[Excerpt]:
◇ ◇ ◇ ◇ ◇ ◇ ◇
United States v. Osborne
2012 U.S. App. LEXIS 4699
| 6th Cir. | 2012Background
- Osborne was convicted of distributing cocaine within 1000 feet of a school (crack and powder) and possessing a firearm in furtherance of a drug-trafficking crime after a shooting near a Knoxville elementary school.
- Police arrested Osborne after responding to a 911 call; they found crack cocaine and powder cocaine and two firearms in the car.
- The district court sentenced Osborne to 78 months on each drug charge and 120 months on the gun charge, all concurrent.
- Osborne appeals claiming (i) the proximity-to-school element of § 860(a) should have been instructed to the jury as an element, and (ii) the evidence seized from his car should have been suppressed.
- The panel affirms the conviction, rejecting both challenges on the merits.
Issues
| Issue | Plaintiff's Argument | Defendant's Argument | Held |
|---|---|---|---|
| Whether proximity to a school is an element of § 860(a) | Osborne argues § 860(a) creates a separate offense requiring jury finding on 1000-foot proximity. | Government maintains § 860(a) is a sentencing enhancement, not an element. | Proximity is an element; however plain-error review fails to show reversible error. |
| Whether the car-search evidence should have been suppressed | Osborne contends the search violated Fourth Amendment and should be suppressed. | No suppression because officers followed prevailing precedent at the time; Gant does not require suppression of products. | Admissible; suppression declined and ineffective-assistance claims fail. |
Key Cases Cited
- Johnson v. United States, 520 U.S. 461 (1997) (plain-error review; element not proven to alter fairness not reversible)
◇ ◇ ◇ ◇ ◇ ◇ ◇
[Problems]:
[1] Print the part of the Osborne case summary between "- Police arrested" and "on the merits.", inclusive.
[2] List every column heading in the table of the Osborne case summary.
◇ ◇ ◇ ◇ ◇ ◇ ◇
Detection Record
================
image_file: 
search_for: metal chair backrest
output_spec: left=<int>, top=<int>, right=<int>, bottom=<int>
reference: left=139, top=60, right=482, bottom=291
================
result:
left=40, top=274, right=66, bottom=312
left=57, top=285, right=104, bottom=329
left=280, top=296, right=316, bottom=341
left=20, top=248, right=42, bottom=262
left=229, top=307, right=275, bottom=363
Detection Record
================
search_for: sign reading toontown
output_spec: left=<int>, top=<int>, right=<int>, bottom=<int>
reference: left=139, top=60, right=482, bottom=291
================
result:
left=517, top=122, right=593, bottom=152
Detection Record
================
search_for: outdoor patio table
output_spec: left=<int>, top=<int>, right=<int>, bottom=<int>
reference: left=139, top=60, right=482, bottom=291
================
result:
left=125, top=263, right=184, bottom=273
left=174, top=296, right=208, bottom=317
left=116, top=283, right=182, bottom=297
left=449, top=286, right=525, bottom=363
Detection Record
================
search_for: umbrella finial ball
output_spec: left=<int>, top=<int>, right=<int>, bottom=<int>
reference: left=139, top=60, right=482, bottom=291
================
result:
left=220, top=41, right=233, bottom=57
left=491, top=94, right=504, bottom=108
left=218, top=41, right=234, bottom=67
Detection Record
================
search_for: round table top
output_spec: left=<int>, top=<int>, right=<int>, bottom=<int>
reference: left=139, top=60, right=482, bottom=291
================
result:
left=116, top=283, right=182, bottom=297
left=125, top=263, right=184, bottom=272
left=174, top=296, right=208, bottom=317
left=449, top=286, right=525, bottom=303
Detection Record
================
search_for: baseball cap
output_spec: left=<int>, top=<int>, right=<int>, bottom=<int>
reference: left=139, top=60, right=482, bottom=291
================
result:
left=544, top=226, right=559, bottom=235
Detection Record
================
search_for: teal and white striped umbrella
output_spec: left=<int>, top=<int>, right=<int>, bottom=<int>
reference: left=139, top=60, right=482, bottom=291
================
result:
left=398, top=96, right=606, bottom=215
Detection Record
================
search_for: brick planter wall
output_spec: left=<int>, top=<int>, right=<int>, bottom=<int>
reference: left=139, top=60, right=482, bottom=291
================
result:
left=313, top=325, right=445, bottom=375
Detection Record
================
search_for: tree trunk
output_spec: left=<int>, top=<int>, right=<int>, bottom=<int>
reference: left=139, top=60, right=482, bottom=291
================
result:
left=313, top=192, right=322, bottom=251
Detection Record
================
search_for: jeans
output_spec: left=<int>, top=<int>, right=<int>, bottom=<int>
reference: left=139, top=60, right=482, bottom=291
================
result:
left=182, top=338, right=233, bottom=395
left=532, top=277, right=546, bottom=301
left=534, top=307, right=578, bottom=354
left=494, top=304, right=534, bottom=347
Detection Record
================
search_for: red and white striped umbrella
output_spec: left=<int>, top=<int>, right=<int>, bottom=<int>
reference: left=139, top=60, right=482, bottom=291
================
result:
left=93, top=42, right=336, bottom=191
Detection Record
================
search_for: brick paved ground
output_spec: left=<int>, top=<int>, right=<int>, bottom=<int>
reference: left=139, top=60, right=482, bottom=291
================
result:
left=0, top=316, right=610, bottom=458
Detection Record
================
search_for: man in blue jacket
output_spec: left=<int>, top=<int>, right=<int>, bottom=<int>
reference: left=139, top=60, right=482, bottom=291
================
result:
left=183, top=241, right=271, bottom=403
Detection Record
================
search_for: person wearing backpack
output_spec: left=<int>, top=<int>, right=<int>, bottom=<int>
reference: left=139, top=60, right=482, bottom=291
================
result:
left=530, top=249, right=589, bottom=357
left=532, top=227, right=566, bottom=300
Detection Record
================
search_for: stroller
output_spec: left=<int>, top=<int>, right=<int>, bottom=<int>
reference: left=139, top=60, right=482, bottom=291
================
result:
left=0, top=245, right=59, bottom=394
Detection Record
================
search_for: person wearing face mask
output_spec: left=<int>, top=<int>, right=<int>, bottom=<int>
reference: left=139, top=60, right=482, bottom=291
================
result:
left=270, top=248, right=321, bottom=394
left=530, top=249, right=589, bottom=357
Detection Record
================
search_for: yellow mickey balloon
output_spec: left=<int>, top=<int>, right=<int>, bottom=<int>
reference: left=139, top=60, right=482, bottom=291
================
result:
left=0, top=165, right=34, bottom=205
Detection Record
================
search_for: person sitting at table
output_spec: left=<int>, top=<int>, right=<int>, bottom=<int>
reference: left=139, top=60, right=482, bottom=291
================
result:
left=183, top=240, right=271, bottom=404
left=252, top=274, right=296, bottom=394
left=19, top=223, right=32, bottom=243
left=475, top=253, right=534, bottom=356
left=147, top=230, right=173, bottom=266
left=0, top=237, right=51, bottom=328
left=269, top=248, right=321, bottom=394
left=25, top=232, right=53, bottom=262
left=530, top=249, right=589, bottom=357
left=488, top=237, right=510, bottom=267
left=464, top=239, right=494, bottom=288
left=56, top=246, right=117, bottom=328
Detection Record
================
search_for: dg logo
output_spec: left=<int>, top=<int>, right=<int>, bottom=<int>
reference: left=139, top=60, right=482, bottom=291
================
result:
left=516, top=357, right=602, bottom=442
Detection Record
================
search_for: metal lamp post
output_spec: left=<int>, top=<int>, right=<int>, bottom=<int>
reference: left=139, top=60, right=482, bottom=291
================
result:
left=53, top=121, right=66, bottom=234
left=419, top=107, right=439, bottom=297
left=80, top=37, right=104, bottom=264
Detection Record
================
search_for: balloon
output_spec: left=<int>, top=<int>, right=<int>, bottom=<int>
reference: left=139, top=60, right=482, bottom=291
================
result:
◇ ◇ ◇ ◇ ◇ ◇ ◇
[Solutions per task]:
[1]
- Police arrested Osborne after responding to a 911 call; they found crack cocaine and powder cocaine and two firearms in the car.
- The district court sentenced Osborne to 78 months on each drug charge and 120 months on the gun charge, all concurrent.
- Osborne appeals claiming (i) the proximity-to-school element of § 860(a) should have been instructed to the jury as an element, and (ii) the evidence seized from his car should have been suppressed.
- The panel affirms the conviction, rejecting both challenges on the merits.

[2]
Issue
Plaintiff's Argument
Defendant's Argument
Held